## start Reading passage

Can you fine tune fine-tuned models?

Hi, I’m new in the community. I’m reading the course and I’m a bit confused with the concept of fine tuning, model heads, and so on in transformers. I’m more familiar with convnets, so I’ll try to draw an analogy to emphasise what I don’t quite grasp.

In convnets, to fine tune a model for image classification for instance you remove the last layer of the model, put a dense at the end with some softmax functions, freeze the rest of the model, and train it again with smaller learning rate. What’s going on when you do the same to a transformer? What is exactly the “head”? Do you also freeze the rest of the model? Because I didn’t see that movement in the course.

## end Reading passage
## start Provided data

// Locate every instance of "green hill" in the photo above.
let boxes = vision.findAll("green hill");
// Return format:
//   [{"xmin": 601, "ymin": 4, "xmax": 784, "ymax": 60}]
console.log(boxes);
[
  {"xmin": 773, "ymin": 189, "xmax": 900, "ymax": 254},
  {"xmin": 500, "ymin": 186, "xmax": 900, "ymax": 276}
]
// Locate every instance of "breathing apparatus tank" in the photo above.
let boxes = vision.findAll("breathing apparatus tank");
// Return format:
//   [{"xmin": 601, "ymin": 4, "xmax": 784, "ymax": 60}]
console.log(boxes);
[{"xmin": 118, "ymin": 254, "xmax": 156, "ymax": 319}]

## end Provided data

Required task:
Pick up the forum post above about fine-tuning transformer models after its last sentence and carry it forward.

In response:
I’ll try to be more concrete. I’m thinking of this model Recognai/selectra_medium · Hugging Face, which is an Electra model fine-tuned for Spanish. Then you have Recognai/zeroshot_selectra_medium · Hugging Face, which is fine tuned of the former for zero-shot classification. Don’t you remove the head for fine tuning? Doesn’t this get you back to the regular non-fine tuned model? Can I fine tune the zero-shot classification? What head do I remove then, and how does this not break the latter fine tuning?

Thanks a lot in advance!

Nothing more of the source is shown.